*WHAT YOU HAVE TO DO:* Leaving all pictures aside, write out the records below precisely as given.

[Dataset entries]
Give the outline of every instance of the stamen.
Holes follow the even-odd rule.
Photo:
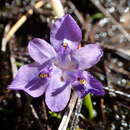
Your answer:
[[[80,79],[79,82],[80,82],[80,84],[82,84],[82,85],[85,85],[85,84],[87,83],[87,81],[86,81],[85,79]]]
[[[64,42],[64,43],[62,44],[62,46],[63,46],[64,48],[66,48],[66,47],[68,46],[68,44],[67,44],[66,42]]]
[[[48,73],[40,73],[39,77],[40,78],[47,78],[47,77],[49,77],[49,74]]]
[[[77,49],[81,48],[81,44],[78,45]]]
[[[80,77],[78,77],[77,80],[79,81],[79,83],[80,83],[81,85],[85,85],[85,84],[87,83],[87,81],[86,81],[85,79],[82,79],[82,78],[80,78]]]
[[[60,79],[61,79],[61,81],[64,81],[64,78],[63,78],[63,76],[61,76],[61,78],[60,78]]]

*SOLUTION TO THE PROBLEM:*
Give the outline of every instance of the stamen.
Holes follow the even-odd rule.
Photo:
Your answer:
[[[80,79],[79,82],[80,82],[80,84],[82,84],[82,85],[85,85],[85,84],[87,83],[87,81],[86,81],[85,79]]]
[[[64,42],[64,43],[62,44],[62,46],[63,46],[64,48],[66,48],[66,47],[68,46],[68,44],[67,44],[66,42]]]
[[[48,73],[40,73],[39,77],[40,78],[47,78],[47,77],[49,77],[49,74]]]
[[[77,49],[81,48],[81,44],[78,45]]]
[[[80,77],[78,77],[77,80],[79,81],[79,83],[80,83],[81,85],[85,85],[85,84],[87,83],[87,81],[86,81],[85,79],[82,79],[82,78],[80,78]]]
[[[60,79],[61,79],[61,81],[64,81],[64,78],[63,78],[63,76],[61,76],[61,78],[60,78]]]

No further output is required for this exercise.